» **Texto fornecido**:
================
A improbidade administrativa é caracterizada pela desonestidade do agente público, que transgride normas jurídicas em benefício próprio ou de terceiros, prejudicando o Poder Público. Trata-se de má qualidade da administração que desenvolve. Em outras palavras, significa desobediência a um padrão de conduta ético normativamente imposto aos agentes públicos em sentido lato sensu (servidores ou não).
Benedicto de Tolosa Filho conceitua improbidade administrativa com muita propriedade, da seguinte forma:
Improbidade administrativa é a conduta antiética do agente do Poder Público, na condução da ‘coisa pública’, desviando-se dos princípios de legalidade, impessoalidade, moralidade, publicidade e eficiência, independentemente de causar lesão ao Erário ou de se enriquecer ilicitamente[1].
A probidade administrativa está consagrada na Constituição da República, com objetivo de punir o agente público que agir de maneira contrária à retidão de conduta exigida pelo ordenamento pátrio. Encontra previsão constitucional no artigo 15, inciso V, que prevê a perda ou suspensão dos direitos políticos quando o agente praticar ato que configure improbidade administrativa; no artigo 37, § 4°, que elenca as sanções a serem aplicadas pela prática de ato ímprobo, na forma e gradação previstas em lei; e, por fim, no artigo 85, o qual tipifica como crime de responsabilidade do Presidente da República a prática de conduta que atente contra a probidade administrativa.
Deixando o legislador constituinte originário para a legislação ordinária definir e regulamentar as conseqüências da prática de ato ímprobo, foi editada a Lei n° 8.429, de 02 de junho de 1992, que dispõe sobre as sanções aplicáveis aos agentes públicos nos casos de enriquecimento ilícito no exercício de mandato, cargo, emprego ou função na administração pública direta, indireta ou fundacional, de acordo com o tipo de ato ímprobo praticado (artigo 12).
Uma observação digna de nota neste estudo está no fato de as sanções previstas nos incisos do artigo 12 da referida lei independerem da efetiva ocorrência de lesão ao erário, consoante o disposto no artigo 21, inciso I, da Lei n° 8.429/92. Assim, a prática do ato de improbidade administrativa pode causar prejuízo aos cofres públicos, mas não o pressupõe.
================
» **Lista de tarefas**:
a – De acordo com o texto sobre improbidade administrativa, por que a prática de ato de improbidade não pressupõe prejuízo aos cofres públicos? Responda em uma a três frases.
b – Com base no texto sobre improbidade administrativa, responda:
(i) Qual dispositivo da Constituição prevê a perda ou suspensão dos direitos políticos por ato de improbidade administrativa?
(ii) Em que data foi editada a Lei n° 8.429?
(iii) De quais princípios o agente se desvia, segundo o conceito de Benedicto de Tolosa Filho?

» **Seção de dados**:
================
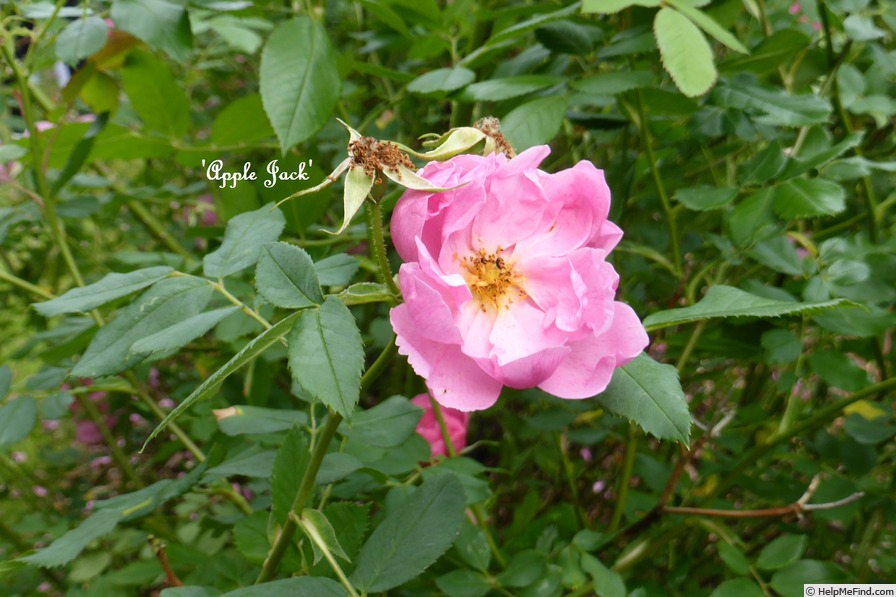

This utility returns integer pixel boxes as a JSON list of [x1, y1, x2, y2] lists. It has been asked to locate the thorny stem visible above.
[[75, 392, 143, 487], [255, 337, 396, 584], [0, 266, 53, 300], [255, 411, 342, 584], [816, 0, 880, 243], [366, 201, 401, 296], [126, 371, 205, 462], [289, 512, 358, 597], [707, 377, 896, 498], [147, 535, 184, 587], [607, 423, 638, 533], [429, 395, 507, 568], [212, 278, 274, 330], [429, 394, 457, 458], [637, 91, 684, 280]]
================
» **Respostas das tarefas**:
a – Porque, conforme o artigo 21, inciso I, da Lei n° 8.429/92, as sanções previstas nos incisos do artigo 12 dessa lei independem da efetiva ocorrência de lesão ao erário. Assim, o ato ímprobo pode causar prejuízo aos cofres públicos, mas não o pressupõe.

b –
(i) O artigo 15, inciso V.
(ii) Em 02 de junho de 1992.
(iii) Dos princípios de legalidade, impessoalidade, moralidade, publicidade e eficiência.